Give only the number of lines in the records that contain the string "distant".

Object outline annotations:
※

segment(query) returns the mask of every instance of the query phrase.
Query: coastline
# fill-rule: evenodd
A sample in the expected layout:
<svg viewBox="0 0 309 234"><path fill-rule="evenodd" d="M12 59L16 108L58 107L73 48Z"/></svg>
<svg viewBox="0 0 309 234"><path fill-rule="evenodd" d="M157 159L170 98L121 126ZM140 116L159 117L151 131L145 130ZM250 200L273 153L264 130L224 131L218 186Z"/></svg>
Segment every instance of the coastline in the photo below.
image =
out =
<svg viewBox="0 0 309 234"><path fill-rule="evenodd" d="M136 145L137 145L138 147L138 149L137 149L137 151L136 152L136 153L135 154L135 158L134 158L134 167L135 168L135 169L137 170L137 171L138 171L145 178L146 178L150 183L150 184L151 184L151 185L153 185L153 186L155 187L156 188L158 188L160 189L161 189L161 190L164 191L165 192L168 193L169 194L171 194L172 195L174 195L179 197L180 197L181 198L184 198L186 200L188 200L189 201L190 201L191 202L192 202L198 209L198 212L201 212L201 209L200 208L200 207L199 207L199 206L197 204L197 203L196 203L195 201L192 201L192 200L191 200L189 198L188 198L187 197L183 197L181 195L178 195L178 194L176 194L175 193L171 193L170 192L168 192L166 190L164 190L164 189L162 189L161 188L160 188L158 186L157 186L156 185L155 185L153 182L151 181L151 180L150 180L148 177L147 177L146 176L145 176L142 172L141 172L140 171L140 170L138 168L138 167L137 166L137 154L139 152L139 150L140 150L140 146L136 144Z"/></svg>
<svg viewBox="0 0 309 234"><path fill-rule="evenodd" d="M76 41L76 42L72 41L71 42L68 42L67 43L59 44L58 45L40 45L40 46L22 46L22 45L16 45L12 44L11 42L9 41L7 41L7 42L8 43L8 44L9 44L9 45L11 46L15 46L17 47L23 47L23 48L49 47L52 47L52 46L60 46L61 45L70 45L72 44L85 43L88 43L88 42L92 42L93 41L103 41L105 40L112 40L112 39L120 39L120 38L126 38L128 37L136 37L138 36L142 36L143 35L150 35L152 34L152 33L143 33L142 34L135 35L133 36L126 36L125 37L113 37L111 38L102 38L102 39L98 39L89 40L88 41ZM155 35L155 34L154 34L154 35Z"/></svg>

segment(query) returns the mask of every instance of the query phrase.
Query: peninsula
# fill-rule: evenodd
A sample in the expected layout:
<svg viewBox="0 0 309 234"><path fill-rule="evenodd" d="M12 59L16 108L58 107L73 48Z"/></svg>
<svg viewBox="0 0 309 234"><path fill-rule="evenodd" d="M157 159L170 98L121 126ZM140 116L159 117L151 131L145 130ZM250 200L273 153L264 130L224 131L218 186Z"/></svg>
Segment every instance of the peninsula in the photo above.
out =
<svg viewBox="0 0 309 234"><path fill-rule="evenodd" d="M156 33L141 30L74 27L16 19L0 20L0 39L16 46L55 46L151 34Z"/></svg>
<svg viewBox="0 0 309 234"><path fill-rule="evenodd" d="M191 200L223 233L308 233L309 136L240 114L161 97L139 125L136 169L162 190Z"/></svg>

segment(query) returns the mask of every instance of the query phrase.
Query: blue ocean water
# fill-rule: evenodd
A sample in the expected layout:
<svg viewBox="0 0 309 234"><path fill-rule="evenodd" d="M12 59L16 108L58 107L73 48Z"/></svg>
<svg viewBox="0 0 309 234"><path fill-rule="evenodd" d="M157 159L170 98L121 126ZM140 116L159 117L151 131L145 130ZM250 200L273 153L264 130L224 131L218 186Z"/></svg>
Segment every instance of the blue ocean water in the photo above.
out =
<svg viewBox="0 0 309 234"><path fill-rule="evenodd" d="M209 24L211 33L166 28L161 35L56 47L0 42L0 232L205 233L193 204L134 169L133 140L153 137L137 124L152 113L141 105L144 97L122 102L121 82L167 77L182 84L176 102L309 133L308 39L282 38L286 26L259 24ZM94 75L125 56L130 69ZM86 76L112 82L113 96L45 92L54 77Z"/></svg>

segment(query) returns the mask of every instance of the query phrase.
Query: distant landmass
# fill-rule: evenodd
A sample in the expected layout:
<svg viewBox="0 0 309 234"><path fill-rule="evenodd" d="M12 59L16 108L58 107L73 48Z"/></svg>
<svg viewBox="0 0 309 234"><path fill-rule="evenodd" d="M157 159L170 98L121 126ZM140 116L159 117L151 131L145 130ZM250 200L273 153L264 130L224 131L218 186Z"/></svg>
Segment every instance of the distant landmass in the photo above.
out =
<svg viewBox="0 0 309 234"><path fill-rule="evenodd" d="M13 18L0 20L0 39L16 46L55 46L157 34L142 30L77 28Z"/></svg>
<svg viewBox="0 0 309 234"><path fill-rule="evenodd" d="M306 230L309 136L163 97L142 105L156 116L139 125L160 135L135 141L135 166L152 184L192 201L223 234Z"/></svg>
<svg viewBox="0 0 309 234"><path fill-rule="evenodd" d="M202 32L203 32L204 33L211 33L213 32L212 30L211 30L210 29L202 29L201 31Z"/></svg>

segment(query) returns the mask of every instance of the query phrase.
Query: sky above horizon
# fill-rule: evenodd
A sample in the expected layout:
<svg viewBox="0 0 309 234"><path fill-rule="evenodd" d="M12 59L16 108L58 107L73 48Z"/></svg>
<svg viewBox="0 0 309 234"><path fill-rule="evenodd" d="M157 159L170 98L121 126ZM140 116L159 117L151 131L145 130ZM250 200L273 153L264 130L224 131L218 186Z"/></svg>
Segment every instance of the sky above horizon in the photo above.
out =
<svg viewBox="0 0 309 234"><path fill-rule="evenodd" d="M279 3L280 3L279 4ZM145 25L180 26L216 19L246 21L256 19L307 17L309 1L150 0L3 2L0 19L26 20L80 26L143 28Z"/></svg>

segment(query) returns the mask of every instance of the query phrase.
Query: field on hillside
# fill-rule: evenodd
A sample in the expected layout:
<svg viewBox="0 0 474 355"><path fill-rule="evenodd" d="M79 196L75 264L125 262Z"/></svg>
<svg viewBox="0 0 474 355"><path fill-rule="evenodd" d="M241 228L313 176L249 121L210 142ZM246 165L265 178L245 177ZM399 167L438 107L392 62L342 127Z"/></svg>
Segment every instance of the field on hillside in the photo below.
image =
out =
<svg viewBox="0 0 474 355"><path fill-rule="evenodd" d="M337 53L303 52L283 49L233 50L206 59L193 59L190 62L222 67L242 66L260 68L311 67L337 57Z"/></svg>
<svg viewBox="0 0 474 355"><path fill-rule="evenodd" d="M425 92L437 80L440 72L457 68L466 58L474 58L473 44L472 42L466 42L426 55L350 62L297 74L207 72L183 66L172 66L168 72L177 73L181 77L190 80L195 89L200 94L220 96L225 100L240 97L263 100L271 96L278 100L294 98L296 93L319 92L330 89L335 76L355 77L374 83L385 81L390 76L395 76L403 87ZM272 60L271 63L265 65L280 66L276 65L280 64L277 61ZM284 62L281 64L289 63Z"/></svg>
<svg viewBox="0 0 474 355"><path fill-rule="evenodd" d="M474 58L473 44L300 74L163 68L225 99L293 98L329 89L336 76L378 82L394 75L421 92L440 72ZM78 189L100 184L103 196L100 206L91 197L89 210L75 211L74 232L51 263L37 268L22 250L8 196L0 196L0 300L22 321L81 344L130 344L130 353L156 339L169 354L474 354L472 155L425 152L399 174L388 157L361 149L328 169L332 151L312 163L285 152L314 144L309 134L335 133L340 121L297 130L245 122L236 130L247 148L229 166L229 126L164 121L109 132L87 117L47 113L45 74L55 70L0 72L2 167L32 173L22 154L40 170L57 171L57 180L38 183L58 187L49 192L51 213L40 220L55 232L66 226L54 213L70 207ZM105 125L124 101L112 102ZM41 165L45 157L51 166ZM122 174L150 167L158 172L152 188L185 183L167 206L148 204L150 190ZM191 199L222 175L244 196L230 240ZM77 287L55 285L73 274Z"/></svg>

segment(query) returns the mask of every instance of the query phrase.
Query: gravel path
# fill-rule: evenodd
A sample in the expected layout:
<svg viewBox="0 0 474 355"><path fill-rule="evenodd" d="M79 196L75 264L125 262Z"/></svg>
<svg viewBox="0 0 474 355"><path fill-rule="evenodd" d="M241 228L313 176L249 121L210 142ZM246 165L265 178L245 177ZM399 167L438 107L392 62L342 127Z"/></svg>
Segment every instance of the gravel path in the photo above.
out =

※

**OUTPUT OF THE EXERCISE**
2